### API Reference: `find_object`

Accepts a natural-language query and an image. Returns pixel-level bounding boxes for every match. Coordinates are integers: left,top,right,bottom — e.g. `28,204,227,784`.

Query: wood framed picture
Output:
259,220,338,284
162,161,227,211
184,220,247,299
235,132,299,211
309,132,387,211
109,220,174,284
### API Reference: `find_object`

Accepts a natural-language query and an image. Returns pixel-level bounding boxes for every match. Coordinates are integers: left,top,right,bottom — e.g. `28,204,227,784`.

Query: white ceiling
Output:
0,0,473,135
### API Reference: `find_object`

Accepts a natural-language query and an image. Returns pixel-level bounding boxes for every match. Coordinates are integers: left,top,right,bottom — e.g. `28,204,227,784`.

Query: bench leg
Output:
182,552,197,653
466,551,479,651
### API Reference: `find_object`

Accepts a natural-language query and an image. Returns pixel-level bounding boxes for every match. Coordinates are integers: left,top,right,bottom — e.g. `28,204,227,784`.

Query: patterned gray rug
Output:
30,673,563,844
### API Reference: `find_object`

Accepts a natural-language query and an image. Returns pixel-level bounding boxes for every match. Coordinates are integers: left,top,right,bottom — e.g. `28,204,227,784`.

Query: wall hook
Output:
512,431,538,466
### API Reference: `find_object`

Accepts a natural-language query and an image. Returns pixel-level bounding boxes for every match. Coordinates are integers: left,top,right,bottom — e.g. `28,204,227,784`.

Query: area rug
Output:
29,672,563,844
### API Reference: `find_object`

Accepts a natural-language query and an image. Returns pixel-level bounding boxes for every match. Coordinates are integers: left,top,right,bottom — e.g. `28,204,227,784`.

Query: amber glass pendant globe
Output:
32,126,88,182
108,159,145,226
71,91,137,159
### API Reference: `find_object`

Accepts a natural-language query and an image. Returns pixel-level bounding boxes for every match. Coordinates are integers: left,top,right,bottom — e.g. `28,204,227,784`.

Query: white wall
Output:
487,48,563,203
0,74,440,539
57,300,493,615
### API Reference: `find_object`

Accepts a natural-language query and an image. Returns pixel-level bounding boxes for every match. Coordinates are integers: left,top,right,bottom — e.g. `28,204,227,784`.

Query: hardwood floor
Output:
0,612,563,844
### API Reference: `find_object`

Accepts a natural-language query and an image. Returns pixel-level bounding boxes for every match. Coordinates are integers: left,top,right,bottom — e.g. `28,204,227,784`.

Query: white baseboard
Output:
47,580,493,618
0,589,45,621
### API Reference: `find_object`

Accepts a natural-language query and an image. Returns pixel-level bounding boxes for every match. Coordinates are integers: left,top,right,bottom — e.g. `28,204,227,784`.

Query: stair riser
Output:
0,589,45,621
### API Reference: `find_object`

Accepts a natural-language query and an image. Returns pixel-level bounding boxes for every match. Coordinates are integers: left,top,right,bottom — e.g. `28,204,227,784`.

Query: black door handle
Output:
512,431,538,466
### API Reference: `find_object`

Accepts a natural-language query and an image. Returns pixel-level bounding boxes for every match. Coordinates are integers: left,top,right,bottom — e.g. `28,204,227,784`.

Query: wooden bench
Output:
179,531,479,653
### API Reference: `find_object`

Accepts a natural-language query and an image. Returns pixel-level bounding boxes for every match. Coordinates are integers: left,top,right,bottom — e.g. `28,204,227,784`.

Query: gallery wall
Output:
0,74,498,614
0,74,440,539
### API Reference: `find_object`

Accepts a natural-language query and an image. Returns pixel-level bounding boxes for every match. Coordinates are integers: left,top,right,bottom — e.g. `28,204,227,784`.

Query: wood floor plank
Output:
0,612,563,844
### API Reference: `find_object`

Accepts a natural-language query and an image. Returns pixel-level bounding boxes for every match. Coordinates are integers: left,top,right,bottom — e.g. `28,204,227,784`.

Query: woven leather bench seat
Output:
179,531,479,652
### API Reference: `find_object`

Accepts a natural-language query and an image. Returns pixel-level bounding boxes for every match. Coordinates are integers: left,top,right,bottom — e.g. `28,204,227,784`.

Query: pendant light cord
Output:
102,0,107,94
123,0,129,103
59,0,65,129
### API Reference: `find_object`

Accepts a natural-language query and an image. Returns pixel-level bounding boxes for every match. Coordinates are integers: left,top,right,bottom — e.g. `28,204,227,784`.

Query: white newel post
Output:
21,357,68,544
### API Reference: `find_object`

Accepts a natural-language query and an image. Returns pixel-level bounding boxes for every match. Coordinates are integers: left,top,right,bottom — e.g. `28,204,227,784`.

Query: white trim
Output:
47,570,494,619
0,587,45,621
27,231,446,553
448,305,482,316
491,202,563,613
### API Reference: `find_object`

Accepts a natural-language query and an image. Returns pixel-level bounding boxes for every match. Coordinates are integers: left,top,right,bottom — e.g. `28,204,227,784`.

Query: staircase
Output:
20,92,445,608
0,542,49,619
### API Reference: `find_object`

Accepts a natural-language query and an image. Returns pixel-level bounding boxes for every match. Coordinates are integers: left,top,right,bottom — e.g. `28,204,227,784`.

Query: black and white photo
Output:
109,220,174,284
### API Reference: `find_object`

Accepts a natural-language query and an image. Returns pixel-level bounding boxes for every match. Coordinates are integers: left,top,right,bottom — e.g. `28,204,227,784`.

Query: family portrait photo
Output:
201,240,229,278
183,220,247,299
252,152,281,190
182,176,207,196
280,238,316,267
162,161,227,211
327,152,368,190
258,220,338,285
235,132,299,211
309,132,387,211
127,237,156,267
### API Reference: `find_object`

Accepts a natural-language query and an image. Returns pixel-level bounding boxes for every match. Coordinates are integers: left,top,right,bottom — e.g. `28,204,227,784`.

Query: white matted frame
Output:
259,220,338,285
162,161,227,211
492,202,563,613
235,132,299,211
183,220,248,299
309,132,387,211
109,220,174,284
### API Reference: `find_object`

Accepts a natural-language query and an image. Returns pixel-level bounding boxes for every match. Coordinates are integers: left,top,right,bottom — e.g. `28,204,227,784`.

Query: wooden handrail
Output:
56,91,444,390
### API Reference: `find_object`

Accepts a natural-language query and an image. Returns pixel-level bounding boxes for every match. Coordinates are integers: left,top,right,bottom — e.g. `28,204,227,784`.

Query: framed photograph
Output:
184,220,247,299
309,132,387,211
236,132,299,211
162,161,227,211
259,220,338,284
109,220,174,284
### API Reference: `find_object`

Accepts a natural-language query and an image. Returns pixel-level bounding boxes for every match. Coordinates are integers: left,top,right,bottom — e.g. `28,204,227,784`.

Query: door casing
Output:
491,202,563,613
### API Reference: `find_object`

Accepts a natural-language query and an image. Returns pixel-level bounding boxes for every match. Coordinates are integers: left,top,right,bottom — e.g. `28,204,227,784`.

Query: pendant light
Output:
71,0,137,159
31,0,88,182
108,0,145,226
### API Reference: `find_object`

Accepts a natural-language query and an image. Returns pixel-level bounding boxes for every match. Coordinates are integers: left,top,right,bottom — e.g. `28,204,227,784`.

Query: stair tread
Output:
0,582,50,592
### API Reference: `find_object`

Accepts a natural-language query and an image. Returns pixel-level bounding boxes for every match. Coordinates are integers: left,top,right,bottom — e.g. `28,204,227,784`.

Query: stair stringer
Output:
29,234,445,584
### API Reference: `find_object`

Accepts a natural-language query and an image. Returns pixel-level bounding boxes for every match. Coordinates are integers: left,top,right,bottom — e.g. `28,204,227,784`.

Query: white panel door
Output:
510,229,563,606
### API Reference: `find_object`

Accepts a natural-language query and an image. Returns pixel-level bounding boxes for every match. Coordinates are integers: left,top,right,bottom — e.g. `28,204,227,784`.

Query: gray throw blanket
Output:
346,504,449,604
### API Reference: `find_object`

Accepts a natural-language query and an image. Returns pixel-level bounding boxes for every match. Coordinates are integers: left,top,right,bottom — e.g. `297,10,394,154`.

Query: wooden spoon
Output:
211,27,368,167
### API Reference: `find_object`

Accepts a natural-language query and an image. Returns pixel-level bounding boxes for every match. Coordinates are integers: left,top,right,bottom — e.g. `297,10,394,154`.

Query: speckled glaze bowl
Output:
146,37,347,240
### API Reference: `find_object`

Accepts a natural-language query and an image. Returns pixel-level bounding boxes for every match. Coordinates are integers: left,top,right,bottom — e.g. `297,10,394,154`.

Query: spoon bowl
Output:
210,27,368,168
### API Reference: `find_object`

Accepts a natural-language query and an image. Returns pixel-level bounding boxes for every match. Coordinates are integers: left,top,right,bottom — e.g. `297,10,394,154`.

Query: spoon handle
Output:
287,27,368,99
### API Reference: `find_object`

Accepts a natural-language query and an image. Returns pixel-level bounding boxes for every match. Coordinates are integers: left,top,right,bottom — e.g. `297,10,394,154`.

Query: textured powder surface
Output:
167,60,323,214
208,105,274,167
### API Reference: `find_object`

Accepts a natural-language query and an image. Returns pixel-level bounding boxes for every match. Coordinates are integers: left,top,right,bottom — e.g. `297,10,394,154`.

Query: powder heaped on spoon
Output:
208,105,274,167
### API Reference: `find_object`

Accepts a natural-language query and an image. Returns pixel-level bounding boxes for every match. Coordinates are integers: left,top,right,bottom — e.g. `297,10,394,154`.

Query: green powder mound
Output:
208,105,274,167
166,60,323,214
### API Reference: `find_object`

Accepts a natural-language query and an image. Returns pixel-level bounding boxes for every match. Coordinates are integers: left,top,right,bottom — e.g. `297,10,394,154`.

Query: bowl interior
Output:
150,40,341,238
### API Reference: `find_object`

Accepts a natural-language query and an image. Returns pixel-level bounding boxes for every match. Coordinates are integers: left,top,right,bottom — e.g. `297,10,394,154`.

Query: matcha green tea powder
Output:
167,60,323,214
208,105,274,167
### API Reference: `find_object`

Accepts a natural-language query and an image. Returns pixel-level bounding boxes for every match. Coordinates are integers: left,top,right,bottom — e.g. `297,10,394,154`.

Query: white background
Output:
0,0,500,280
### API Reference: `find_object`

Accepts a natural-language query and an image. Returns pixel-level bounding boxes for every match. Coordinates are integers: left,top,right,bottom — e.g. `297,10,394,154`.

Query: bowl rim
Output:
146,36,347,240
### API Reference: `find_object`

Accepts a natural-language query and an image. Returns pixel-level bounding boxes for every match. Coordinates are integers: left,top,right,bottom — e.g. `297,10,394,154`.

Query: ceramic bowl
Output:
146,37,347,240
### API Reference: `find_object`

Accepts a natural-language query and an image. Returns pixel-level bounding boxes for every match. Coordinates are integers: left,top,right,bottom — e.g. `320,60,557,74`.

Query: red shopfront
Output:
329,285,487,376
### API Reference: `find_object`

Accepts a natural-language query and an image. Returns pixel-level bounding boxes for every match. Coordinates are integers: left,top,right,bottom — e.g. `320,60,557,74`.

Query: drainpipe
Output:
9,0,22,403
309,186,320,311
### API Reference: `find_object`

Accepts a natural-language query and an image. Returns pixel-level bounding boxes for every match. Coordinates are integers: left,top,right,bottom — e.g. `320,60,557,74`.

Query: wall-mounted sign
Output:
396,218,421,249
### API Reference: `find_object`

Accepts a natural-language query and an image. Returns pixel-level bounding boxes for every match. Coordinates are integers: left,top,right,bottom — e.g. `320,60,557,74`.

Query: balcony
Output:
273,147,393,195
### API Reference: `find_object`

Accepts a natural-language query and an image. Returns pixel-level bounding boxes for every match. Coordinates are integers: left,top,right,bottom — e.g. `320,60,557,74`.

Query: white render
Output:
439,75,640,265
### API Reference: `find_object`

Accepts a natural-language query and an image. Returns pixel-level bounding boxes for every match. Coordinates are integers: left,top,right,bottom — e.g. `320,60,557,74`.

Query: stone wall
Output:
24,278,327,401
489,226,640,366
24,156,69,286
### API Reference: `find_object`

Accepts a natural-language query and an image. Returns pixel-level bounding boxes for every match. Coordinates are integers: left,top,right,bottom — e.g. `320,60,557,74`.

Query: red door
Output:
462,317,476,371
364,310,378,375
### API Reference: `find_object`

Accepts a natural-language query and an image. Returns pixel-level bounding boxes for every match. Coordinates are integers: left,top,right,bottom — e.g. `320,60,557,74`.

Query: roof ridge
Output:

##############################

• Directions for this task:
Please put the lines, from the very first one through the line containing "57,300,493,615", into a JSON list of strings, with one string per line and blank lines left out. Include both the first line and that final line.

• Written response:
[
  "### API Reference: `find_object`",
  "Accepts a natural-language query and an image. Returns pixel-level bounding boxes for every match. Coordinates are integers: left,top,right,bottom — e.g. `28,204,227,784`.",
  "Query: wood framed picture",
  "Output:",
  "259,220,338,284",
  "162,161,227,211",
  "184,220,247,299",
  "235,132,299,211",
  "309,132,387,211",
  "109,220,174,284",
  "### API Reference: `find_object`",
  "Accepts a natural-language query and an image. Returns pixel-level bounding boxes for every match. Coordinates are integers: left,top,right,bottom — e.g. `28,204,227,784`.",
  "Query: white ceiling",
  "Output:",
  "0,0,473,135",
  "### API Reference: `find_object`",
  "Accepts a natural-language query and an image. Returns pixel-level bounding boxes for every match. Coordinates are integers: left,top,right,bottom — e.g. `28,204,227,784`.",
  "Query: bench leg",
  "Output:",
  "182,552,197,653",
  "466,551,479,651",
  "### API Reference: `find_object`",
  "Accepts a natural-language query and an image. Returns pixel-level bounding boxes for every match. Coordinates are integers: left,top,right,bottom — e.g. `28,204,227,784`.",
  "Query: patterned gray rug",
  "Output:",
  "30,673,563,844",
  "### API Reference: `find_object`",
  "Accepts a natural-language query and an image. Returns pixel-level bounding boxes for every match. Coordinates are integers: left,top,right,bottom — e.g. `28,204,227,784`.",
  "Query: wall hook",
  "Output:",
  "512,431,538,466",
  "### API Reference: `find_object`",
  "Accepts a natural-language query and an image. Returns pixel-level bounding boxes for every match. Coordinates are integers: left,top,right,bottom — e.g. `28,204,227,784`.",
  "Query: area rug",
  "Output:",
  "29,672,563,844",
  "### API Reference: `find_object`",
  "Accepts a natural-language query and an image. Returns pixel-level bounding boxes for every match. Coordinates are integers: left,top,right,bottom — e.g. `28,204,227,784`.",
  "Query: amber glass pendant globe",
  "Output:",
  "32,126,88,182",
  "108,159,145,226",
  "71,91,137,159",
  "### API Reference: `find_object`",
  "Accepts a natural-language query and an image. Returns pixel-level bounding boxes for every match. Coordinates are integers: left,top,right,bottom — e.g. `28,204,227,784`.",
  "Query: white wall",
  "Output:",
  "487,48,563,203",
  "0,74,440,539",
  "57,300,493,615"
]